Text:
(begin)

Film & TV

Five Lessons Learned From Tough Young Teachers

Recent BBC3 documentary Tough Young Teachers follows the journeys of six first time teachers recruited by the educational charity Teach First. The charity recruits leaders to teach in challenging schools across the UK, the programme focusses on teachers based in London. With Teach First being the third top graduate employer and with over 2 million viewers tuning in to the documentary each week, what five lessons have we learnt from the show?


Lesson Number One: Teachers must be ready for anything

After arriving late on her first day of teaching, forgetting to bring the books for the class and unable to hold the children’s attention; the odds were against new English teacher Meryl. The children certainly didn’t react well to Meryl’s strict yet quirky teaching technique. With her school beginning to question her abilities, Meryl began cracking down on any bad behaviour. In an afternoon detention session with one of her year ten pupils, Meryl sought to teach her pupil a lesson. She played his least favourite artist, Justin Bieber, on loop until he completed the task which she had set him. I guess the lesson here is that the children must also be ready for anything.

Lesson Number Two: Sometimes teachers have feelings

If the show has taught us nothing else, it has helped the inner-child in us all realise that teachers are humans. They have social lives, occasionally a sense of humour and sometimes they even cry. As was the case for Business teacher Oliver in episode 2, who struggled to deal with negative feedback. But, never fear! We have learnt from the show that the best way to overcome emotion after a hard day in the classroom is to march to the toilet and write a song. Yes, you heard correct. After a difficult BTEC lesson, Oliver vented his frustration in a Beyonce diva-esque fashion and went all lyrical on us. An interesting approach.

Lesson Number Three: Teaching isn’t always in the classroom, a spot of shooting anyone?

Much like rookie Maths teacher Nicholas discovered, you can inspire children outside of the classroom. In episode three, Nicholas took young Zach to the countryside for some shooting. Now, arming a teen with a gun and asking him to shoot animals does not exactly sound like the most sensible of ideas, however Nicholas used the day out to nurture and raise Zach’s aspirations. As the pair chatted about family life we witnessed Nicholas stepping, in his rather muddy wellies, into the role of father figure. Who would have thought pheasant shooting could be so emotional to watch?

(end)

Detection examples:
(begin)

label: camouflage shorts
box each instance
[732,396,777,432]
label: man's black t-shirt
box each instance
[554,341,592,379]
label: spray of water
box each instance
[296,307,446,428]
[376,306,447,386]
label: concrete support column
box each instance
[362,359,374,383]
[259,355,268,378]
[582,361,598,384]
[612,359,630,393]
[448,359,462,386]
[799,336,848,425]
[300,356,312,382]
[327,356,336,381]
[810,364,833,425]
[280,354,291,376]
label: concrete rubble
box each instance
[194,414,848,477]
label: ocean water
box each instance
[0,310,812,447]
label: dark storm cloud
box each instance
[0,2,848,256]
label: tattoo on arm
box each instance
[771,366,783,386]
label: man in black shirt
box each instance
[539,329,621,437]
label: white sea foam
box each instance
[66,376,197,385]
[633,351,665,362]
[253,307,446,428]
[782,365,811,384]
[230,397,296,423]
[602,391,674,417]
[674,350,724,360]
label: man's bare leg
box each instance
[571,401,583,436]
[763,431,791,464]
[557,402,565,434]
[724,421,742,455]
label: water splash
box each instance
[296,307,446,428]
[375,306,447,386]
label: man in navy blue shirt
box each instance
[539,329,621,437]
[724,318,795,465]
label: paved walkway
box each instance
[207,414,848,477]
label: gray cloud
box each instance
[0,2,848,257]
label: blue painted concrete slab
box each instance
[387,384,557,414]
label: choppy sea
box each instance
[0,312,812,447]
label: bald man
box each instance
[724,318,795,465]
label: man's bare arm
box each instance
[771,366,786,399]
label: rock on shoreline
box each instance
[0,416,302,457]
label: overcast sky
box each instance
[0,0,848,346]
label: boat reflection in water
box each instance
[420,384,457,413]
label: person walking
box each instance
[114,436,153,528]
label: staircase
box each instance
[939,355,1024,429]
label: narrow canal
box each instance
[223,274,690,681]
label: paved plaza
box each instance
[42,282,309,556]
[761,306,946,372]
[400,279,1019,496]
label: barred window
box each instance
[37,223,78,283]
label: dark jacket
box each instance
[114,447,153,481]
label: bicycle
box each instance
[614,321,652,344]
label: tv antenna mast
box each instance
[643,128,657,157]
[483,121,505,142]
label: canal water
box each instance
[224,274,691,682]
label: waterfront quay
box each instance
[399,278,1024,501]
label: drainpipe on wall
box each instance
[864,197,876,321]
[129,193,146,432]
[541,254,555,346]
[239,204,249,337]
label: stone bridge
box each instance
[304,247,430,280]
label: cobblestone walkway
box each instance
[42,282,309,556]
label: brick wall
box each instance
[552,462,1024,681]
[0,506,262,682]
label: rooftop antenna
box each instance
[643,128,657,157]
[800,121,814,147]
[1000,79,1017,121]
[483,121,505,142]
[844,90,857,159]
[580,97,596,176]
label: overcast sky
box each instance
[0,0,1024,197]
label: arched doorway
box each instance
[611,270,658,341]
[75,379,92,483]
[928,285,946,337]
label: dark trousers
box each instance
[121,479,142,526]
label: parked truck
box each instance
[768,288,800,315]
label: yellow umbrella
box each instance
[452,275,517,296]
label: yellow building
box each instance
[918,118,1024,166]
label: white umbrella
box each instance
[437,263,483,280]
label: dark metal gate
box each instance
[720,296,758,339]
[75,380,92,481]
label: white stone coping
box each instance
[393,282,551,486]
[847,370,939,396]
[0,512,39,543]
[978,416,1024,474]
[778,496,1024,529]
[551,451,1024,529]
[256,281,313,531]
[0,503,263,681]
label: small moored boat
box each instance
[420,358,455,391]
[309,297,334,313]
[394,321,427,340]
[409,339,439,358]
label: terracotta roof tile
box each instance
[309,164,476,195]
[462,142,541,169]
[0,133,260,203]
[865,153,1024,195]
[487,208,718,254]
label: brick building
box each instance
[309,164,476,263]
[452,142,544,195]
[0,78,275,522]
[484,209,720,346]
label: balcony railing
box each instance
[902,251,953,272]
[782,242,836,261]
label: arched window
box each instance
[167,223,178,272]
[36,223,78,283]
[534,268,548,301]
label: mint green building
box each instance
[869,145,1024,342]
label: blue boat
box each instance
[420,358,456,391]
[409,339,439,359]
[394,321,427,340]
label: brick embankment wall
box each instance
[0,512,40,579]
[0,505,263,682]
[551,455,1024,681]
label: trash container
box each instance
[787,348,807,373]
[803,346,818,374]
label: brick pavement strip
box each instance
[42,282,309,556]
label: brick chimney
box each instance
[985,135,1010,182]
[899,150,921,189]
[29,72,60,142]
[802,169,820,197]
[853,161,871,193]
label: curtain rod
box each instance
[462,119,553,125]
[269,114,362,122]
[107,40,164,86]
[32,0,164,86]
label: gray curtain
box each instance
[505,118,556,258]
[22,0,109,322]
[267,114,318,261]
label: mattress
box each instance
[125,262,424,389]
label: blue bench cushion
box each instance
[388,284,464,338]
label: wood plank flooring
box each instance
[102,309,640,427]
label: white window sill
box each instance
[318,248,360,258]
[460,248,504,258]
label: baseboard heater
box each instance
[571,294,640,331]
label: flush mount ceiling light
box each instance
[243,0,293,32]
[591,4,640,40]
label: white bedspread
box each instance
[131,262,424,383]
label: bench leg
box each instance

(end)

Tasks to perform:
[A] Please copy out the part of the Tough Young Teachers article starting with "Recent BBC3 documentary" and going on through "from the show?".
[B] Pick up the Tough Young Teachers article after its final sentence and carry it further.

Exercise results:
[A]
Recent BBC3 documentary Tough Young Teachers follows the journeys of six first time teachers recruited by the educational charity Teach First. The charity recruits leaders to teach in challenging schools across the UK, the programme focusses on teachers based in London. With Teach First being the third top graduate employer and with over 2 million viewers tuning in to the documentary each week, what five lessons have we learnt from the show?

[B]
Lesson Number Four: Being in the Nativity play will never be cool

In episode two we followed first time Religious Education teacher, Charles, seeking out a pupil to act as Joseph in the annual nativity school play. After his head of school set him this challenge, he painfully approached students with a less than enthusiastic description of what the role involves. He was far from surprised when all of the students he asked declined his offer. I guess it reaffirms the view that being in the school nativity play is still considered uncool.

Lesson Number Five: If you can do, teach!

If there is one lesson learnt from Tough Young Teachers that has been most valuable, it is that the myth ‘If you can’t do, teach’ is far from the truth. As we follow second year Geography teacher Chloe and first time science teacher Claudinia, we realise that teaching is a challenge for the brave. Getting the balance between being creative, approachable and assertive is hard work. But if there is one thing that cannot be denied, it is that these young teachers are extremely tough.

Are you up to the challenge? If so take a look at Teach First’s Leadership Development Programme (

Georgina Charles

[Picture courtesy of Teach First]

What did you think of Tough Young Teachers. Let us know via Facebook and Twitter, or leave a comment below.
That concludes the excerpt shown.